**Do this:** Rewrite each item below with "skyscraper" changed to "tower", keeping everything else the same.

+ + + + +

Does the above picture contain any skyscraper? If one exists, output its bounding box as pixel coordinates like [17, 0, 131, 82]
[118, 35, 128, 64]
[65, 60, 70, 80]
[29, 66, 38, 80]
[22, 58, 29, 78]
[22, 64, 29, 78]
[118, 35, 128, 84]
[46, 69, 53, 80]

+ + + + +

**Task solution:**
Does the above picture contain any tower? If one exists, output its bounding box as pixel coordinates like [17, 0, 131, 82]
[118, 35, 128, 64]
[65, 60, 70, 80]
[29, 66, 38, 80]
[22, 58, 29, 78]
[22, 64, 29, 78]
[118, 35, 128, 84]
[46, 69, 53, 80]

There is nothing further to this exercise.